TASK REQUIREMENTS:
Extend the passage on lean logistics by writing what comes after its final sentence.

SELECTED EXTRACT:

%%

Logistics today must respond to a pull, by receiving accurate, real-time information about the needs of our units that are deployed and operating out in the field, and by ensuring that daily, time-definite airlift and supply systems meet those requirements. Today's logistics can no longer afford to send the troops lots of everything in the hopes that they will have some of what they need. We can no longer stockpile massive inventories, just in case. We've got to respond to our warfighters' needs just in time. We simply cannot afford the slow response, huge inventories and the long lead times of yesteryear. In a word, today's logistics have got to become 'lean.'

Lean logistics is an established program that seeks to establish four endstates.

First, we need improved command and control capability in the logistics world. We envision, and we are working, to field a logistics C2 system that will provide real-time visibility and facilitate the effective control of all logistics resources. Such a capability will enable us to plan, prepare, sustain and reconstitute forces in any time of a military operation, anywhere -- from a Desert Storm type of conflict to a humanitarian mission.

Our ultimate goal is a seamless logistics process that gives warfighters total visibility over their projected and their actual logistics status. This kind of visibility will help them make prudent decisions in the field based on actual capabilities, not the capabilities they either wish they had or hoped might be on the way. In our vision, there is no wholesale and retail. There is no field and no depot. There is just one logistics team and it is focused and responds to the needs of whoever is engaged wherever they might be.

Our second desired endstate is assured time-definite battlefield delivery and distribution. Air transportation in this country has evolved to the point today where we can order a Cashmere sweater for mom on the 23rd of December and have it by Christmas. We built upon industry's best practices, including the overnight concept that was pioneered by FedEx to develop Air Mobility Express. This will enable us to assure a focused flow of airlift to deliver high-priority supplies to our troops deployed in the field. Yes, when it absolutely, positively, does have to be there over night.

We've also developed worldwide express, which gives us the same agility in supporting normal peacetime operations or smaller contingency operations. There is an important point here. We are operating dedicated and time-definite focused resupply in peacetime so we can keep our procedures and policies, and our people, proficient and ready should we have to turn up the wick overnight.

Our third desired endstate is reach back capability for our forces. Air Mobility Express, logistics command and control, and the application of lean logistics principles will allow our warfighters to reach back to AFMC and other DoD suppliers, like DLA [Defense Logistics Agency] for log and sustainment support. This means we can send a leaner and much lighter fighting force forward, and support them from right here at home, rather than building maintenance depots and supply centers out in the theater. We can leave much of the more traditional combat support infrastructure, such as heavy intermediate maintenance support, right here at home, saving big dollars; and just as important, reducing dramatically the logistics footprint, in an era where lift is and will remain at a premium.

%%

DATASET CONTENT:
%%

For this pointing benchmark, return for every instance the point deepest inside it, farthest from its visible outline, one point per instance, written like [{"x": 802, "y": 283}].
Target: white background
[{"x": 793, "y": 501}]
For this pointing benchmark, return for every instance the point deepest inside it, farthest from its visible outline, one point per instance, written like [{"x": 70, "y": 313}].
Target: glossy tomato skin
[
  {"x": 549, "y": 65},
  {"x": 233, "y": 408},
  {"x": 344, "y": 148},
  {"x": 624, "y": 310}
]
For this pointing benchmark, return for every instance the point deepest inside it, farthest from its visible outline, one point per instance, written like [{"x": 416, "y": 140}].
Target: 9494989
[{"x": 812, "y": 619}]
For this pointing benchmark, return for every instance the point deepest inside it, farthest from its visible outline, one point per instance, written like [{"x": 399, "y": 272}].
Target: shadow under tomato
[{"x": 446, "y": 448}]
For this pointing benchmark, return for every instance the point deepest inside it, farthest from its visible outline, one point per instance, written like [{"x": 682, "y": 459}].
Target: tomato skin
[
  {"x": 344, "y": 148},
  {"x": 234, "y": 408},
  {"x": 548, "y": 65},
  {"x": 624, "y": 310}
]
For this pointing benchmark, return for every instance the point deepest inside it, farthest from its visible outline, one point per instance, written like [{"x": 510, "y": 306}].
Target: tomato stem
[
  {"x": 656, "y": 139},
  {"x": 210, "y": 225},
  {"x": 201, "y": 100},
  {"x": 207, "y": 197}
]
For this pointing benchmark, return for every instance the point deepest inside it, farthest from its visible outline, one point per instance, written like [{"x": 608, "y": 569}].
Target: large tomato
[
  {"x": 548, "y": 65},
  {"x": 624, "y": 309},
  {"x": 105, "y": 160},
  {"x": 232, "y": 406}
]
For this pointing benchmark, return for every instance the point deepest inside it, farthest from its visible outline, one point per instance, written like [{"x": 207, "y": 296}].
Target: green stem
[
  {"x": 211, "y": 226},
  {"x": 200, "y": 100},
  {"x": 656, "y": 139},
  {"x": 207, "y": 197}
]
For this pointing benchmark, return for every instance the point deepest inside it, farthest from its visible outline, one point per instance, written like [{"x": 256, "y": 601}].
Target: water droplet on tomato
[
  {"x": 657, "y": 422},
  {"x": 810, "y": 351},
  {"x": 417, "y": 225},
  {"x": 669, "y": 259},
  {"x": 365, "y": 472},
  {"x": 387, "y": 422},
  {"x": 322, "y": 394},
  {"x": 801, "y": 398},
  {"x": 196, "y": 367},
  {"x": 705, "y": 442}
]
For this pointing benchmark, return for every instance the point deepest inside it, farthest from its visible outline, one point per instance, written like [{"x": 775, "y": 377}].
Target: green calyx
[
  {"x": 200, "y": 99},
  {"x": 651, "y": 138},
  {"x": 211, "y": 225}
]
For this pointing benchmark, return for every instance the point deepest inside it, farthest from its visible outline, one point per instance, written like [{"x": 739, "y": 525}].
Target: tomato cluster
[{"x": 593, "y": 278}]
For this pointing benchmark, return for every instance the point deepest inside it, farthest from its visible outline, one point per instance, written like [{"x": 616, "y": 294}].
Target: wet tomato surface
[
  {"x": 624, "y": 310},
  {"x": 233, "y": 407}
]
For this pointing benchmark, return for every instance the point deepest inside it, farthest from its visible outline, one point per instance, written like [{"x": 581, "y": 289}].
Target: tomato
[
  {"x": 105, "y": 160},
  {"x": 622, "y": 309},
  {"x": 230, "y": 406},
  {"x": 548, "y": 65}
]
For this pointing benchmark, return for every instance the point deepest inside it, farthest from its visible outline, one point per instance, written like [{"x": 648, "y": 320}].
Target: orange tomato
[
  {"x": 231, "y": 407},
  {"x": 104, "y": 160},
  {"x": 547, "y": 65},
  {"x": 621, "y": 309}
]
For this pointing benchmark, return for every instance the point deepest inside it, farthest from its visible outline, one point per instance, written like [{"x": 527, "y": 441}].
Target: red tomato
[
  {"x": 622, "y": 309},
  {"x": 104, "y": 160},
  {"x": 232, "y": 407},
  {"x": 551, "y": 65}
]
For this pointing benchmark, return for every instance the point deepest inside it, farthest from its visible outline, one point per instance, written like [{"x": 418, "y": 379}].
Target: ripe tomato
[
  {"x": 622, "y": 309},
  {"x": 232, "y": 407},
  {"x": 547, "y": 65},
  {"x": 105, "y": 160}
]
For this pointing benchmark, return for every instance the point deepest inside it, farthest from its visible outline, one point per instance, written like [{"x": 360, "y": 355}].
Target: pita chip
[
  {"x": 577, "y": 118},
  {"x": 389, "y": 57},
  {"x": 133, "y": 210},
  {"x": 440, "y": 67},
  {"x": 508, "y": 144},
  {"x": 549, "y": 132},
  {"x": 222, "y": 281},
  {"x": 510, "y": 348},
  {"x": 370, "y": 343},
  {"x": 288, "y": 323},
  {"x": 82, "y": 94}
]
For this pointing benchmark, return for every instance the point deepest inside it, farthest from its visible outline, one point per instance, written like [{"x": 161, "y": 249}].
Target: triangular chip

%%

EXERCISE ANSWER:
The final endstate is designing highly reliable weapon systems with low lifecycle costs, perhaps the most fundamental philosophical change we are trying to make. Our long-term vision must be to demand, develop and field systems that either seldom fail or are built to let us know they are degrading before actual failure occurs. Forcing ourselves to consider the entire lifecycle cost of a weapon system when making a procurement decision requires a huge mindset change at every level in my command. Cost schedule and performance as we know it today, doesn't always lend itself to considering the cost of logistics over the 40 or 50 or 60, or perhaps 94 years of an airplane's life. That must change. We simply must begin to consider R&M as equally important to performance. Ask yourself. What good is an airplane with the most effective avionics imaginable if those electronics have to be repaired or worked on after every flight?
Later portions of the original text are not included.